_TRY IT_
Beginning at the first line of the data, print each line exactly, stopping after the line that contains "Trace every instance".

_SUPPLIED MATERIAL_
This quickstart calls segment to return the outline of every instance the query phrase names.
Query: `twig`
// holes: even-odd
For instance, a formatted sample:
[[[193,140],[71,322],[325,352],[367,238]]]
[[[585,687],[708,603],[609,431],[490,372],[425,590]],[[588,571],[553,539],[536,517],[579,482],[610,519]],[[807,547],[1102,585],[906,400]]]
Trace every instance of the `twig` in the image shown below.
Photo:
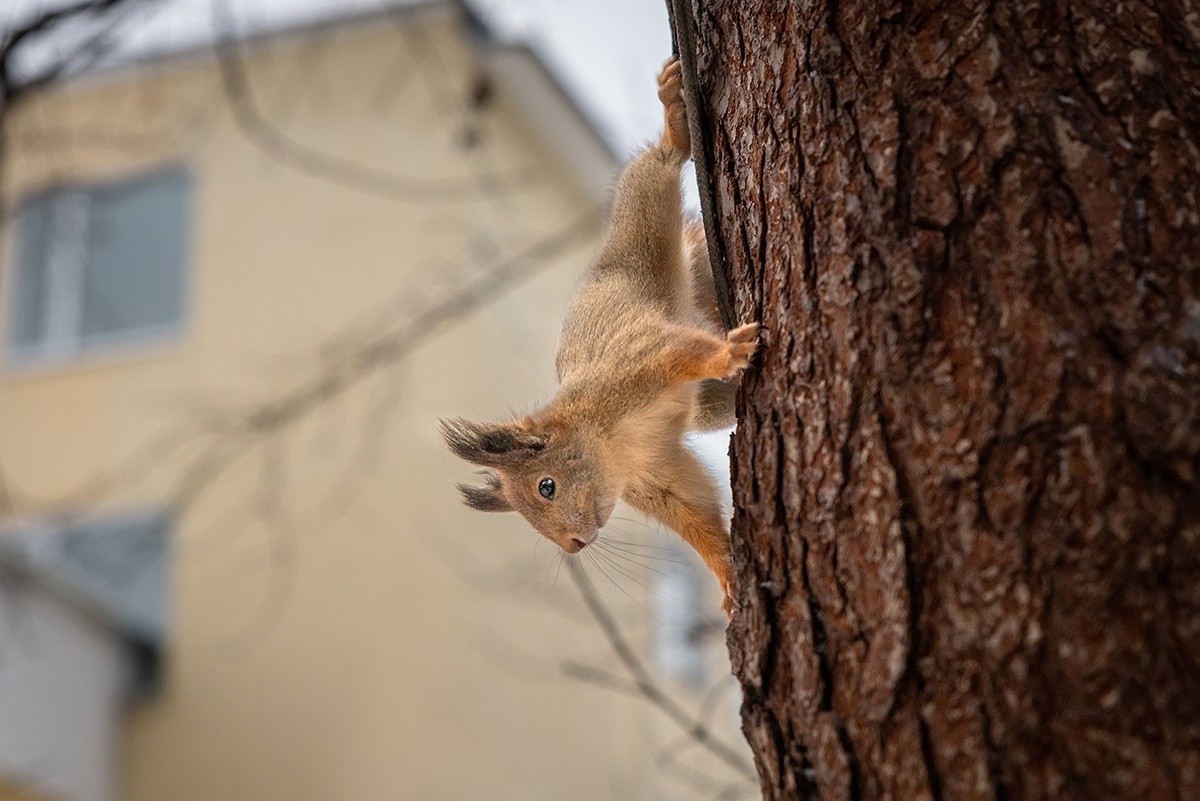
[[[629,673],[637,692],[670,718],[675,725],[688,732],[697,745],[706,749],[745,778],[756,780],[758,774],[755,772],[754,766],[745,757],[738,753],[732,746],[717,739],[712,730],[704,725],[702,720],[694,717],[687,709],[668,696],[658,686],[658,683],[654,681],[654,677],[650,675],[650,671],[642,664],[642,660],[625,639],[625,635],[621,633],[621,628],[617,624],[616,619],[613,618],[612,613],[609,612],[608,608],[596,594],[596,588],[592,586],[587,576],[583,574],[578,560],[571,560],[570,570],[571,579],[575,582],[575,587],[579,590],[579,595],[583,598],[584,605],[595,619],[596,624],[600,627],[604,638],[608,640],[613,653],[616,654],[621,665]]]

_ANSWER FOR THIS EXERCISE_
This quickstart calls segment to return the outline of every instance the query phrase names.
Query: `twig`
// holes: even-odd
For instance, a formatted sample:
[[[193,140],[71,322],[325,352],[367,238]]]
[[[585,687],[708,603],[609,431],[490,372],[425,590]],[[588,571],[553,539],[536,517],[579,482],[610,519]],[[807,547],[1102,585],[906,400]]]
Trace every instance of the `twig` in the image shown below.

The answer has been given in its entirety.